Data provided:
####################
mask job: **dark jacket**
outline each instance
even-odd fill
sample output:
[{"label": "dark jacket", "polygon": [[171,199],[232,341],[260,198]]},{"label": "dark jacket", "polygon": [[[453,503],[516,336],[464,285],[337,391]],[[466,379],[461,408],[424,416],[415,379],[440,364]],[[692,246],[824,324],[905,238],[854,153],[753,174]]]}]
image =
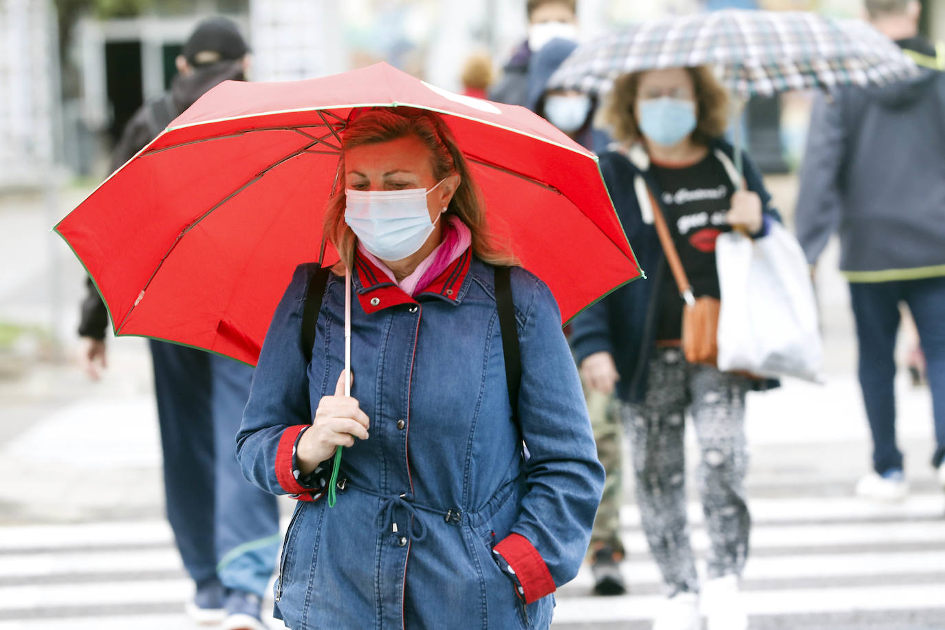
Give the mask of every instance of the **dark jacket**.
[{"label": "dark jacket", "polygon": [[[555,39],[534,53],[525,73],[525,107],[541,117],[544,115],[544,98],[548,79],[574,52],[577,43],[571,40]],[[602,129],[593,128],[594,113],[597,111],[597,95],[590,94],[591,111],[584,125],[575,134],[575,141],[594,153],[603,153],[610,144],[610,137]]]},{"label": "dark jacket", "polygon": [[489,90],[489,99],[497,103],[527,107],[528,64],[532,52],[528,41],[522,43],[502,69],[502,78]]},{"label": "dark jacket", "polygon": [[[178,75],[171,89],[159,98],[141,106],[128,125],[112,152],[112,170],[116,171],[147,145],[181,111],[189,108],[211,88],[226,80],[244,80],[243,62],[220,61],[198,67],[189,75]],[[79,314],[78,335],[104,339],[109,325],[109,313],[92,277],[85,279],[86,297]]]},{"label": "dark jacket", "polygon": [[[899,44],[935,59],[924,40]],[[812,264],[839,232],[851,281],[945,276],[945,73],[817,96],[796,220]]]},{"label": "dark jacket", "polygon": [[[715,140],[710,150],[721,168],[734,179],[737,173],[732,164],[732,146]],[[743,161],[747,189],[762,199],[765,226],[753,235],[761,237],[767,233],[770,221],[780,221],[781,216],[771,207],[771,196],[765,190],[761,174],[747,155],[743,155]],[[617,395],[626,402],[639,402],[646,392],[649,358],[656,343],[656,290],[663,275],[669,273],[653,227],[653,211],[643,186],[648,185],[656,199],[662,199],[662,194],[649,172],[649,159],[641,146],[630,150],[629,159],[616,151],[604,153],[600,156],[600,170],[633,253],[640,266],[652,276],[624,285],[576,317],[572,322],[571,345],[578,364],[594,352],[610,352],[620,374]],[[773,381],[755,382],[756,389],[776,385]]]}]

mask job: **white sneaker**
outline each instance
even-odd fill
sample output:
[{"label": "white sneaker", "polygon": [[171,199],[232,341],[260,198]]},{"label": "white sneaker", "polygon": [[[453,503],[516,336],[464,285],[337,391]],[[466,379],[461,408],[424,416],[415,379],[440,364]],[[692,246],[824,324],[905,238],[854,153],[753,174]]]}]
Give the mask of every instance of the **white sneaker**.
[{"label": "white sneaker", "polygon": [[677,593],[662,604],[653,621],[653,630],[701,630],[699,596],[696,593]]},{"label": "white sneaker", "polygon": [[870,472],[857,483],[856,494],[876,501],[902,501],[909,494],[909,483],[899,469],[889,470],[882,476]]},{"label": "white sneaker", "polygon": [[747,630],[748,613],[738,588],[738,576],[708,580],[702,586],[702,612],[707,630]]}]

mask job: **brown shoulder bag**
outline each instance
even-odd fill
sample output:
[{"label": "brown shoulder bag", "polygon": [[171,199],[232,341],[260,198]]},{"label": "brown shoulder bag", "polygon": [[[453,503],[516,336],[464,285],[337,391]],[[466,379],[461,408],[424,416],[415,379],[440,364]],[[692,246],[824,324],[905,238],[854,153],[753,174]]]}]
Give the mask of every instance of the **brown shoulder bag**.
[{"label": "brown shoulder bag", "polygon": [[679,295],[685,305],[682,307],[682,352],[689,363],[701,363],[715,366],[718,361],[718,311],[721,302],[714,298],[696,298],[693,296],[693,286],[682,268],[679,253],[676,250],[669,227],[662,215],[660,204],[650,193],[650,205],[653,207],[653,224],[666,262],[679,287]]}]

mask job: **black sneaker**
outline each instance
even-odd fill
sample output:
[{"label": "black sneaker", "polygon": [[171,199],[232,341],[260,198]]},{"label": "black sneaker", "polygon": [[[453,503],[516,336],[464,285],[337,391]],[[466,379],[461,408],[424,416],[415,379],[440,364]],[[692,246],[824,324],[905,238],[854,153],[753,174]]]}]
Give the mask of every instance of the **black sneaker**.
[{"label": "black sneaker", "polygon": [[223,608],[226,591],[219,580],[214,579],[197,587],[194,599],[187,602],[187,616],[199,625],[215,625],[227,616]]},{"label": "black sneaker", "polygon": [[608,546],[594,552],[593,562],[591,564],[594,595],[623,595],[627,592],[627,584],[615,556],[616,553]]}]

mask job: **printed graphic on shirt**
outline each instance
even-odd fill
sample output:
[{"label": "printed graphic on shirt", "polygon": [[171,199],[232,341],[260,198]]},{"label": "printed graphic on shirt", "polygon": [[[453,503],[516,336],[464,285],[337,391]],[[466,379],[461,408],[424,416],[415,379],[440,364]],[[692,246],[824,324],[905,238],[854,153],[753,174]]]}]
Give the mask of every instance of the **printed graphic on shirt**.
[{"label": "printed graphic on shirt", "polygon": [[[718,298],[715,240],[731,230],[727,217],[733,191],[728,174],[710,154],[682,168],[654,164],[653,175],[662,191],[662,208],[693,292]],[[662,275],[659,300],[657,339],[679,339],[682,298],[668,269]]]}]

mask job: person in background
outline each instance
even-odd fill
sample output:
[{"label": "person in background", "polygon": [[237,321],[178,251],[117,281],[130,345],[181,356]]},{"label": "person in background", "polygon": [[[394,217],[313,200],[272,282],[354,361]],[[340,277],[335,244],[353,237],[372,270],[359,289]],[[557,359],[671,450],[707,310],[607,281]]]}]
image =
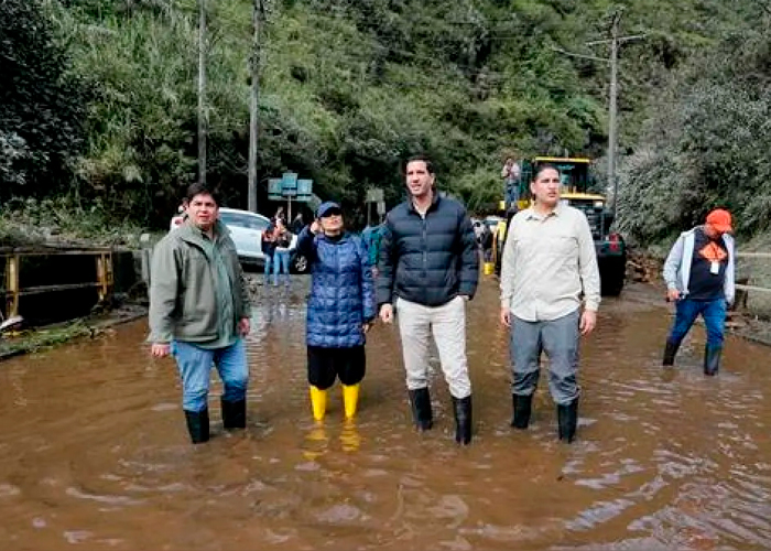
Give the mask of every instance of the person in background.
[{"label": "person in background", "polygon": [[322,204],[316,216],[297,238],[312,274],[305,332],[311,406],[322,421],[327,389],[339,377],[345,417],[351,419],[366,371],[366,334],[376,316],[372,269],[361,238],[345,230],[337,203]]},{"label": "person in background", "polygon": [[730,231],[730,213],[716,208],[703,226],[682,233],[666,257],[666,299],[675,303],[676,313],[664,346],[664,366],[674,364],[683,338],[701,315],[707,328],[704,375],[717,375],[720,368],[726,311],[736,288]]},{"label": "person in background", "polygon": [[292,244],[292,234],[281,218],[275,219],[275,228],[273,230],[275,249],[273,251],[273,287],[279,285],[279,274],[284,272],[284,285],[290,287],[289,259],[290,245]]},{"label": "person in background", "polygon": [[294,235],[300,235],[300,233],[303,230],[305,227],[305,222],[303,222],[303,213],[297,213],[297,216],[294,217],[292,220],[292,225],[290,226],[290,230]]},{"label": "person in background", "polygon": [[187,218],[155,246],[150,283],[153,357],[174,355],[182,407],[194,444],[209,440],[211,365],[222,379],[225,429],[247,426],[249,367],[243,337],[250,329],[246,279],[219,202],[205,185],[187,191]]},{"label": "person in background", "polygon": [[433,335],[455,412],[455,441],[471,442],[471,381],[466,357],[466,302],[479,280],[479,253],[466,209],[441,197],[426,156],[406,163],[409,198],[386,217],[377,282],[380,318],[398,312],[406,388],[420,431],[433,426],[428,345]]},{"label": "person in background", "polygon": [[382,234],[383,225],[378,224],[377,226],[367,226],[361,233],[361,238],[367,246],[367,253],[369,255],[369,263],[372,267],[372,277],[378,277],[378,258],[380,257],[380,236]]},{"label": "person in background", "polygon": [[520,165],[513,158],[509,156],[501,169],[503,179],[503,196],[509,205],[517,205],[520,199]]},{"label": "person in background", "polygon": [[544,350],[558,436],[569,443],[578,422],[578,344],[595,328],[600,303],[597,253],[586,215],[560,201],[556,168],[539,168],[530,190],[535,203],[509,224],[500,277],[500,320],[511,328],[511,425],[530,423]]},{"label": "person in background", "polygon": [[275,224],[268,226],[261,236],[262,253],[264,256],[264,285],[270,284],[271,269],[273,268],[273,256],[275,255]]}]

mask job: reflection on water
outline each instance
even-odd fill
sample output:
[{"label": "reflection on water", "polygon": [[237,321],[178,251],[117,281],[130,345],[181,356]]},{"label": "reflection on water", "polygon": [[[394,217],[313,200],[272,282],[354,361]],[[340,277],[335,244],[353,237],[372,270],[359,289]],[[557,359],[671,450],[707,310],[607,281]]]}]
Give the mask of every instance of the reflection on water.
[{"label": "reflection on water", "polygon": [[[476,437],[453,441],[432,358],[435,429],[411,425],[397,332],[376,326],[359,413],[339,387],[311,417],[307,278],[258,288],[249,428],[187,442],[171,360],[145,322],[0,365],[3,549],[769,549],[770,350],[729,339],[702,375],[697,329],[660,367],[663,307],[607,301],[582,349],[578,441],[556,441],[545,377],[512,432],[507,333],[486,279],[469,305]],[[545,374],[544,374],[545,375]]]}]

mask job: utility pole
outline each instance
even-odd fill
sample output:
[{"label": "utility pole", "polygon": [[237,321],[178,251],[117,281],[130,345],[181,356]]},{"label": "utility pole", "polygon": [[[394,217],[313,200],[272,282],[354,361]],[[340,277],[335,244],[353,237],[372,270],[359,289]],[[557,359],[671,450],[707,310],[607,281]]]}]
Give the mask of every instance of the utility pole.
[{"label": "utility pole", "polygon": [[206,0],[198,0],[198,183],[206,184]]},{"label": "utility pole", "polygon": [[608,115],[608,184],[613,186],[611,210],[616,213],[618,197],[618,179],[616,177],[616,98],[618,96],[618,23],[621,12],[613,14],[613,25],[610,29],[610,106]]},{"label": "utility pole", "polygon": [[616,213],[616,204],[618,202],[618,179],[616,177],[616,142],[618,141],[618,47],[625,42],[645,37],[644,34],[619,36],[618,33],[620,21],[621,10],[619,9],[616,11],[616,13],[613,13],[612,26],[610,28],[610,39],[586,42],[587,46],[610,43],[610,58],[567,52],[566,50],[552,46],[552,50],[561,54],[610,64],[610,90],[608,94],[608,185],[611,185],[613,188],[613,201],[611,203],[611,209],[613,213]]},{"label": "utility pole", "polygon": [[257,213],[257,142],[260,132],[260,33],[262,0],[254,0],[251,51],[251,95],[249,99],[249,210]]}]

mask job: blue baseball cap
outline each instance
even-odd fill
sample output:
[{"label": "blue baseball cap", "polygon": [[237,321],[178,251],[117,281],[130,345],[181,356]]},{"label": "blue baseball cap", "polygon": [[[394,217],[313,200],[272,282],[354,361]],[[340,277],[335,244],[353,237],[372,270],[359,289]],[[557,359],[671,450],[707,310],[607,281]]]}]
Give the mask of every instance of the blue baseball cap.
[{"label": "blue baseball cap", "polygon": [[325,203],[322,203],[322,205],[318,207],[316,210],[316,218],[324,218],[329,210],[338,210],[339,213],[343,213],[343,208],[340,208],[340,205],[335,203],[334,201],[327,201]]}]

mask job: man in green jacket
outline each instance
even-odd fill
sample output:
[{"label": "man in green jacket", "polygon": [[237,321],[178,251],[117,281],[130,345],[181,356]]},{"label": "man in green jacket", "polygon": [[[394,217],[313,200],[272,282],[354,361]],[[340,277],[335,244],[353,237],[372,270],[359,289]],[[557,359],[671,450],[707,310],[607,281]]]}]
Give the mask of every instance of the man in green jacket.
[{"label": "man in green jacket", "polygon": [[225,429],[247,425],[249,294],[236,246],[217,219],[219,202],[205,185],[187,190],[187,218],[155,246],[150,284],[152,355],[172,354],[182,377],[187,430],[194,444],[209,440],[209,370],[225,391]]}]

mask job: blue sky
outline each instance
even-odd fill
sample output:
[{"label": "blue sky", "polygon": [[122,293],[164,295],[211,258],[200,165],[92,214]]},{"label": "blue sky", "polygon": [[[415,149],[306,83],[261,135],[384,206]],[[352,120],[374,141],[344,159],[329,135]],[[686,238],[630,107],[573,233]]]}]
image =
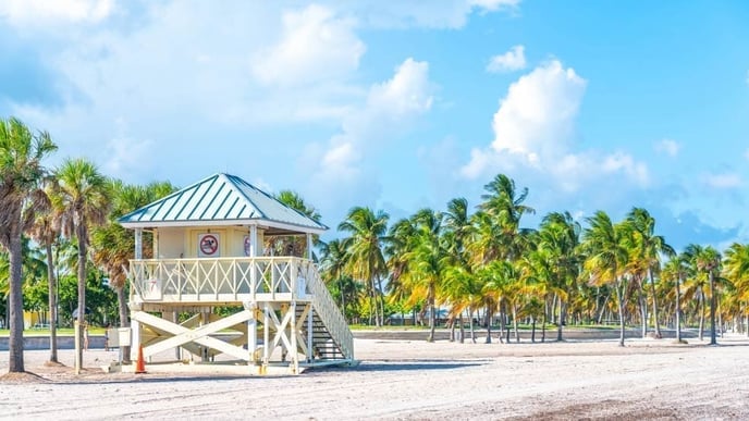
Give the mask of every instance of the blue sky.
[{"label": "blue sky", "polygon": [[[0,115],[130,183],[229,172],[335,227],[479,201],[749,240],[744,1],[7,0]],[[334,233],[333,235],[334,236]]]}]

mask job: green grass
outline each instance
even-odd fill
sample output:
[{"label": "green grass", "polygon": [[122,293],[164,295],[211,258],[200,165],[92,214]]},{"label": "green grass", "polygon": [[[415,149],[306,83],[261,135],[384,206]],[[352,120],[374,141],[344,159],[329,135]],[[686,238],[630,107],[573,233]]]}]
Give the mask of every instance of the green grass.
[{"label": "green grass", "polygon": [[[88,330],[89,335],[103,335],[106,329],[103,327],[91,327]],[[59,327],[57,330],[58,336],[73,336],[73,327]],[[0,329],[0,337],[10,336],[10,331],[7,329]],[[49,329],[27,329],[24,331],[24,336],[49,336]]]}]

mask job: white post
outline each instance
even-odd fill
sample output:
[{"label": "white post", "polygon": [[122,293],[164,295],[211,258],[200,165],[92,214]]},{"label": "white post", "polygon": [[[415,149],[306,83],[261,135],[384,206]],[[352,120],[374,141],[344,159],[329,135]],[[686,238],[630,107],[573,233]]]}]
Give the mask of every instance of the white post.
[{"label": "white post", "polygon": [[135,228],[135,258],[143,259],[143,228]]},{"label": "white post", "polygon": [[262,364],[268,366],[270,359],[270,304],[266,302],[262,311]]},{"label": "white post", "polygon": [[257,225],[249,225],[249,256],[258,257]]},{"label": "white post", "polygon": [[292,354],[292,369],[294,374],[299,373],[299,352],[298,346],[296,345],[296,300],[292,300],[292,305],[288,307],[291,314],[291,325],[288,326],[291,331],[291,348],[288,351]]},{"label": "white post", "polygon": [[307,233],[307,259],[312,260],[312,234]]}]

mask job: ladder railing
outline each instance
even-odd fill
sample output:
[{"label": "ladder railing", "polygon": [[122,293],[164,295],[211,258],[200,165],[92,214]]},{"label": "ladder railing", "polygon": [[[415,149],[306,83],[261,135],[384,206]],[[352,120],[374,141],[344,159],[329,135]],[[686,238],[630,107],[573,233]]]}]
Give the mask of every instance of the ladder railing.
[{"label": "ladder railing", "polygon": [[312,294],[312,306],[318,317],[326,325],[330,336],[341,348],[345,359],[354,359],[354,335],[348,323],[339,310],[328,287],[320,280],[317,267],[310,262],[307,268],[307,286]]}]

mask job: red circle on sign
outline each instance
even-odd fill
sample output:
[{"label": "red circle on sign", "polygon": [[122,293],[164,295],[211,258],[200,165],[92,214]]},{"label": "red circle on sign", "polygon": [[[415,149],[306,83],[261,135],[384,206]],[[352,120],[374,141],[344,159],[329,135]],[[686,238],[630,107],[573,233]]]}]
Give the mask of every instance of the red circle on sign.
[{"label": "red circle on sign", "polygon": [[208,234],[200,239],[200,251],[204,255],[212,255],[219,249],[219,239]]}]

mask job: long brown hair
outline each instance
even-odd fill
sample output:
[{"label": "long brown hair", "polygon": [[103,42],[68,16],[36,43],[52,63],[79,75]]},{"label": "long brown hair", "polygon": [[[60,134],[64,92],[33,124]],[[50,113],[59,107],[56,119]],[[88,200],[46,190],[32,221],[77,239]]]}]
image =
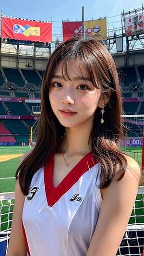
####################
What this task involves:
Convert everything from the line containing "mask job: long brown hair" down to the end of the entries into a Markdown table with the columns Row and Content, omitting blank lines and any pictures.

Exercise solution:
| Row | Content |
|---|---|
| 1 | mask job: long brown hair |
| 2 | outline each instance |
| 3 | even-odd fill |
| 4 | sample output: |
| 5 | [{"label": "long brown hair", "polygon": [[103,42],[68,16],[36,43],[52,63],[79,75]]},{"label": "long brown hair", "polygon": [[[60,134],[64,92],[33,124]],[[50,113],[59,107],[56,119]],[[88,200],[46,190],[32,221],[77,239]]]}] |
| 6 | image = |